*Brief*
Start to finish, print the entries exactly, and carry none of the pictures over.

*Stored items*
- - -
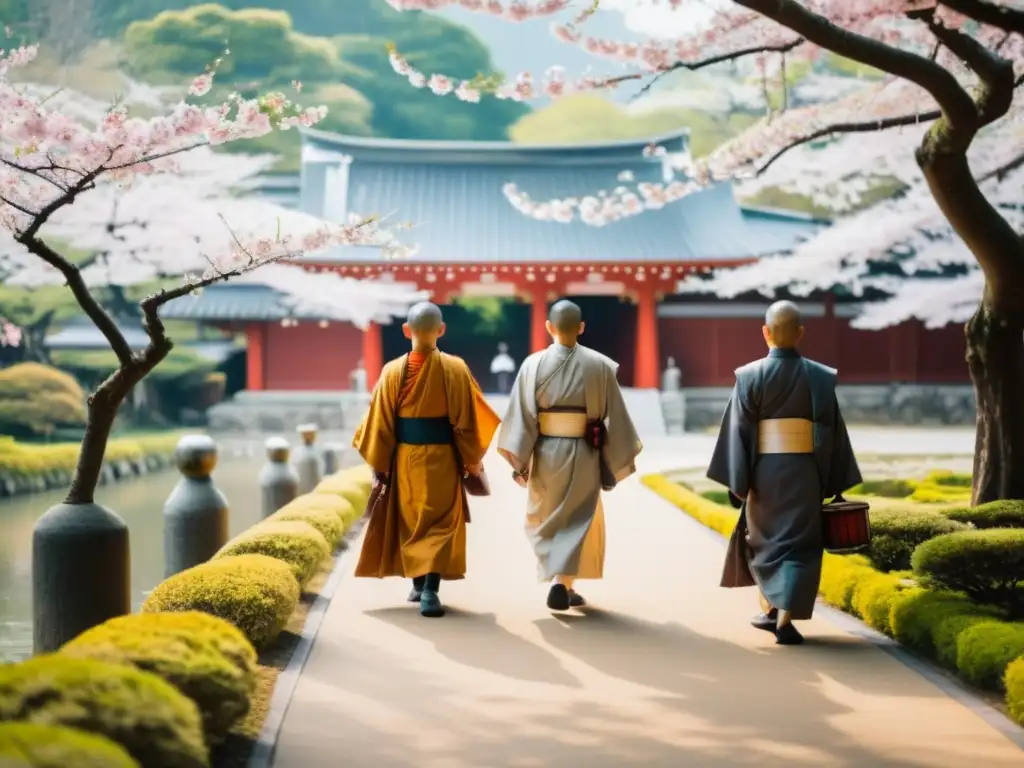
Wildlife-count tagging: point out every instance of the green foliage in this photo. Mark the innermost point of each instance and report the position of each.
(35, 745)
(263, 45)
(255, 593)
(1014, 682)
(37, 399)
(329, 515)
(890, 488)
(326, 47)
(158, 725)
(1008, 513)
(987, 565)
(184, 649)
(293, 542)
(718, 496)
(100, 363)
(586, 118)
(896, 532)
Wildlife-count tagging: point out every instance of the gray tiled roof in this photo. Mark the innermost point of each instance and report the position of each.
(453, 193)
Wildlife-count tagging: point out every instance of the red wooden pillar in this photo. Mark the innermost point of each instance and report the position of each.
(255, 356)
(539, 339)
(645, 365)
(373, 353)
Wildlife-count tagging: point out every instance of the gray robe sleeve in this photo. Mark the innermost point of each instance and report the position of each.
(622, 444)
(519, 428)
(732, 462)
(843, 472)
(833, 450)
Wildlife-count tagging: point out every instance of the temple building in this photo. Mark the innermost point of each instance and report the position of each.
(471, 242)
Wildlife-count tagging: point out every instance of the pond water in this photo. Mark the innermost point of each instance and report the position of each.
(140, 503)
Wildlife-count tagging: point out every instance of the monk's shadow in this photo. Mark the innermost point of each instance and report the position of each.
(771, 693)
(477, 640)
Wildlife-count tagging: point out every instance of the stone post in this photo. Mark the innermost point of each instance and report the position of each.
(332, 459)
(279, 481)
(196, 512)
(81, 572)
(307, 459)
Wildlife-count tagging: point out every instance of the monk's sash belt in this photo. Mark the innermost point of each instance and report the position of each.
(424, 431)
(571, 423)
(785, 436)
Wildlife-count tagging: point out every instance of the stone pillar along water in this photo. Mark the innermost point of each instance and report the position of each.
(196, 512)
(279, 481)
(307, 458)
(81, 572)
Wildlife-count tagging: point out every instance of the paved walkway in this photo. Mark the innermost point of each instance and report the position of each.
(663, 670)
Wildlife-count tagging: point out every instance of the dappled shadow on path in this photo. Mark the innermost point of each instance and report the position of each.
(776, 702)
(600, 690)
(477, 640)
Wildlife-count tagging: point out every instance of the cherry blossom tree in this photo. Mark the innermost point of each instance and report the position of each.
(953, 67)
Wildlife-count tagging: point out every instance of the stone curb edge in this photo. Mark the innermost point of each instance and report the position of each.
(935, 675)
(265, 747)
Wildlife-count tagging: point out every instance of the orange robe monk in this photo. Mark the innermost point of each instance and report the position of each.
(427, 422)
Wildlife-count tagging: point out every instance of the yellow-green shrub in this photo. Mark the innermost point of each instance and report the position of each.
(293, 542)
(34, 745)
(715, 516)
(897, 531)
(36, 399)
(1014, 682)
(348, 488)
(255, 593)
(1007, 513)
(158, 725)
(972, 639)
(29, 460)
(182, 651)
(328, 519)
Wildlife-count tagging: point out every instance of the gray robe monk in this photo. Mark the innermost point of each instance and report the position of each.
(565, 473)
(777, 541)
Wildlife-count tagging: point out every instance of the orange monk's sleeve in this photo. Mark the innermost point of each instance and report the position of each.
(474, 421)
(375, 439)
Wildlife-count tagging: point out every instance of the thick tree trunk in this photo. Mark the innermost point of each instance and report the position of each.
(995, 359)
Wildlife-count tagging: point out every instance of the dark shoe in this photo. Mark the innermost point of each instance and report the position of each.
(430, 604)
(765, 622)
(417, 591)
(787, 635)
(558, 597)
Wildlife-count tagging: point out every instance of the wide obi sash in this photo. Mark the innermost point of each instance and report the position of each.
(570, 422)
(424, 430)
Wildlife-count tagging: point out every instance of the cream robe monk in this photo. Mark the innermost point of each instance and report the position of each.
(560, 399)
(427, 424)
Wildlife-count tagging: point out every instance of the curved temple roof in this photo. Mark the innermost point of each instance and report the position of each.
(452, 192)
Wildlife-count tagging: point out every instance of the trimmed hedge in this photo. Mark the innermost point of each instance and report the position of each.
(331, 515)
(1014, 682)
(256, 593)
(158, 725)
(292, 542)
(896, 532)
(34, 745)
(1003, 514)
(186, 652)
(987, 565)
(973, 640)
- - -
*Expected answer*
Wildlife-count tagging: point out every instance of the green foliage in this photo. Mark the innermost point of each instance and report the position of each.
(35, 745)
(263, 45)
(255, 593)
(1014, 682)
(37, 399)
(329, 515)
(890, 488)
(326, 47)
(158, 725)
(1008, 513)
(987, 565)
(184, 649)
(293, 542)
(718, 496)
(100, 363)
(586, 118)
(896, 532)
Wildlife-count tagging: point out every instance of the gray tiled roof in this photo. Mark the innermost point of each instance and report the position of each.
(453, 193)
Wildlife-count tagging: point out every instance of the red wooden pillar in this photo. Mark the innermost point of each instance and report the position of each.
(255, 356)
(539, 339)
(645, 365)
(373, 353)
Wildlife-count tagging: point out every instance of the gray robe sleeve in this photo. Mark the innermost point of each instance and report the position of each.
(622, 444)
(519, 428)
(732, 462)
(843, 472)
(833, 450)
Wildlife-count tagging: point out every instance of the temple building in this photo. Mark the innermost point of each instance and report the position of each.
(471, 242)
Wildlife-count tagging: point out every instance of the pond water in this photo. Mark the innermost point of each instance and report the position of each.
(140, 503)
Wildlife-count tagging: point out every instance of the monk's shadow in this photo. Mark the innermost point of each instance and report the position of each.
(771, 693)
(477, 640)
Wildlife-count tagging: point out every instance of the stone post in this photo. Mark the innermost point of each instance and report the position of each.
(332, 459)
(279, 481)
(196, 512)
(81, 572)
(307, 459)
Wildlife-count tagging: point out every instance of the monk's sash belt in this photo. Mark the innermost point of each instance and report the position of each.
(424, 431)
(571, 423)
(785, 436)
Wildlife-count tagging: point out every instance of the stone pillar along water in this photo. Mark the innermost point of each instance and report the position of each.
(196, 512)
(279, 481)
(307, 458)
(81, 572)
Wildlife-count tagging: point out every instance of the paved walkway in this photo. Mark the innermost point of each instance and report the position of each.
(663, 670)
Wildlife-count tagging: point out every instance of the dappled shadow on path in this photo. Mark the innermost point of each instance and report the position of each.
(776, 702)
(600, 690)
(477, 640)
Wildlife-count tagging: point out every instance of the cherry blossom tree in this photo. Mark the innermost point of each instance and report the position of each.
(953, 67)
Wildlife-count tagging: point out every instance of the stone curb edge in this photo. Mark the innermost point of each instance and report the position of each.
(935, 675)
(265, 747)
Wildlife-count tagging: point out every instance of the orange robe monk in this photo. Mark the innermost point of each instance and report the position of each.
(427, 422)
Wildlife-count tagging: point out every instance of the yellow-green shrub in this photo. Mark the innermost point of each instance and report the position of each.
(293, 542)
(34, 745)
(715, 516)
(897, 531)
(36, 399)
(1014, 682)
(348, 488)
(255, 593)
(1007, 513)
(158, 725)
(972, 639)
(29, 460)
(182, 651)
(328, 519)
Wildlife-count tagging: point out every instance of the gray robe monk in this photo. Mark the innermost point of each instance and report the position of each.
(565, 473)
(777, 541)
Wildlife-count tagging: point out every instance of the orange monk's sleeve in this photo. Mark the innermost point of each instance and report the position of each.
(474, 421)
(375, 439)
Wildlife-count tagging: point out every instance of the thick tree trunk in this photo. Mark the innermost point of each instance and report the position of each.
(995, 359)
Wildlife-count tagging: point out every instance of the dark shoe in this photo. Mark the innermost point of each instance and report the position of each.
(430, 604)
(765, 622)
(417, 591)
(787, 635)
(558, 597)
Wildlife-count tagging: point out every instance of the wide obi sash in this photo. Mark the innermost point of each instance and report the position of each.
(570, 422)
(424, 430)
Wildlife-count tagging: point out every instance of the cream robe monk in this photo. Mark the innermost point of each instance and report the position of each.
(560, 399)
(427, 424)
Wildlife-count tagging: point out every instance of the curved temple roof in this photo. Mark the innermost point of each instance and report the position of each.
(452, 192)
Wildlife-count tagging: point out every instance of the trimmed hedge in this photo. Mark the innermost point of each instance and report the position of each.
(331, 515)
(1014, 682)
(256, 593)
(158, 725)
(292, 542)
(896, 532)
(34, 745)
(1003, 514)
(186, 652)
(987, 565)
(973, 640)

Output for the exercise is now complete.